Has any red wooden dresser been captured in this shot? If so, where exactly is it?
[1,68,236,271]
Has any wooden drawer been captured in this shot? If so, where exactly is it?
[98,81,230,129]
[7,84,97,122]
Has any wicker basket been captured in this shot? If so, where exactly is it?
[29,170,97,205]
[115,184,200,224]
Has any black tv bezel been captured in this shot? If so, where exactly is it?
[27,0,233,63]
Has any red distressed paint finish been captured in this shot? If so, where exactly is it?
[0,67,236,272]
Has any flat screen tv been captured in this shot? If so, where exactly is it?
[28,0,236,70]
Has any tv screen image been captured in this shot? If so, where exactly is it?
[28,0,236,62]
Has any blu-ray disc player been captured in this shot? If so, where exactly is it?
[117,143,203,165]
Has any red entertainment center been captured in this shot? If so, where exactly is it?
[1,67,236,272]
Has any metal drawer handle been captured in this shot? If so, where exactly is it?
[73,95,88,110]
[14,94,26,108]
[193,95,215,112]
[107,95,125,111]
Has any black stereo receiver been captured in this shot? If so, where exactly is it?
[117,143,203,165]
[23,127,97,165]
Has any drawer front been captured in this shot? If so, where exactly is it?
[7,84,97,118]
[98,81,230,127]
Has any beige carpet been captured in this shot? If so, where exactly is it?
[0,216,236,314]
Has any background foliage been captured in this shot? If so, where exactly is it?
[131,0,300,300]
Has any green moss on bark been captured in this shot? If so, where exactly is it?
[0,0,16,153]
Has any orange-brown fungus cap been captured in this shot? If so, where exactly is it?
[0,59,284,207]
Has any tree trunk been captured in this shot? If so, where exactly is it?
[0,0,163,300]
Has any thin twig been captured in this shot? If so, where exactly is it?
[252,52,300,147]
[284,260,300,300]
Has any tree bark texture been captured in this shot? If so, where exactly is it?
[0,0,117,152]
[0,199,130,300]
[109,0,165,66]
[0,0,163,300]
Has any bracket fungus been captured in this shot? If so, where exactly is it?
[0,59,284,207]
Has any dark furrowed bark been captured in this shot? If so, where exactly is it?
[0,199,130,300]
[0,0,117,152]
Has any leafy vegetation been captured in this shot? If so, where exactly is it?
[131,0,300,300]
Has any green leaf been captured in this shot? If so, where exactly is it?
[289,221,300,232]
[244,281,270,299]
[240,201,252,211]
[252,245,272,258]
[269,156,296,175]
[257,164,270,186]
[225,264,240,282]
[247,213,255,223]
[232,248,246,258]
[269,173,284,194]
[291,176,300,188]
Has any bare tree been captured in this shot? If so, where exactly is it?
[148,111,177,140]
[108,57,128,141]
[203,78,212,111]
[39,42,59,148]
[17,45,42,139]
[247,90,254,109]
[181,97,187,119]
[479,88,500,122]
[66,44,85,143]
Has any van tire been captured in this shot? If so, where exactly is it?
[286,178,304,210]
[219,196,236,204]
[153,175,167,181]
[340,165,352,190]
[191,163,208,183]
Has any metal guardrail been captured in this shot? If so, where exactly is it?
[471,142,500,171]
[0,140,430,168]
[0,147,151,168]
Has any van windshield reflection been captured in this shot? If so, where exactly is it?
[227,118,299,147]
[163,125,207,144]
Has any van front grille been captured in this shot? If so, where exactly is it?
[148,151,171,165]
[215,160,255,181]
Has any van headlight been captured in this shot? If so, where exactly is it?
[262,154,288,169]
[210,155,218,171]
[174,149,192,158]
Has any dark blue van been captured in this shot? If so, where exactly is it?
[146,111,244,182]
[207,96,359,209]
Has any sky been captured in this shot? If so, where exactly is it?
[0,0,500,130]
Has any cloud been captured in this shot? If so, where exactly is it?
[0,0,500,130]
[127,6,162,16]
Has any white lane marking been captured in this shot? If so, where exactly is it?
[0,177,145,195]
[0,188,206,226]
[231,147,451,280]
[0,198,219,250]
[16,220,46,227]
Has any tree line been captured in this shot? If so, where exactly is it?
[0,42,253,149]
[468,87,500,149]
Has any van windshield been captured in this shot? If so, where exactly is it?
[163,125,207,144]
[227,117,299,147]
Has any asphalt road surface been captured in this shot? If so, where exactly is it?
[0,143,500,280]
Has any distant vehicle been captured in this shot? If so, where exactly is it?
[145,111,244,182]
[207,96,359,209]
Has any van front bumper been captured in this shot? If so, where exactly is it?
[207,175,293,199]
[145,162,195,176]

- - - -

**What you have to do**
Update the stretch from the start of the entries through the line containing "[1,67,236,272]" by replacing every "shot" with "frame", keeping all else unchanged.

**Exercise answer**
Has any red wooden dresser been captured in this frame? If so, where exactly is it?
[1,68,236,271]
Has any wooden drawer been captured in this frame? If so, where exactly is it?
[98,81,230,129]
[7,84,97,122]
Has any wicker basket been captured in this frame? If so, where exactly is it?
[29,170,97,205]
[115,184,200,224]
Has any black tv bezel been captured in this frame? If so, where exactly is it?
[27,0,233,63]
Has any red distressed paint finish been captured in this frame? If so, where exactly is it?
[0,67,236,272]
Has any flat screen tv been captured in this frame? If so, where exactly is it?
[28,0,236,70]
Has any tv screen image been captured in this frame? If so, where exactly is it?
[28,0,236,62]
Has any blu-ray disc player been captured in this frame? If so, where exactly is it?
[117,143,203,165]
Has any red entertainment center been captured in this frame? If so, where exactly is it?
[1,67,236,272]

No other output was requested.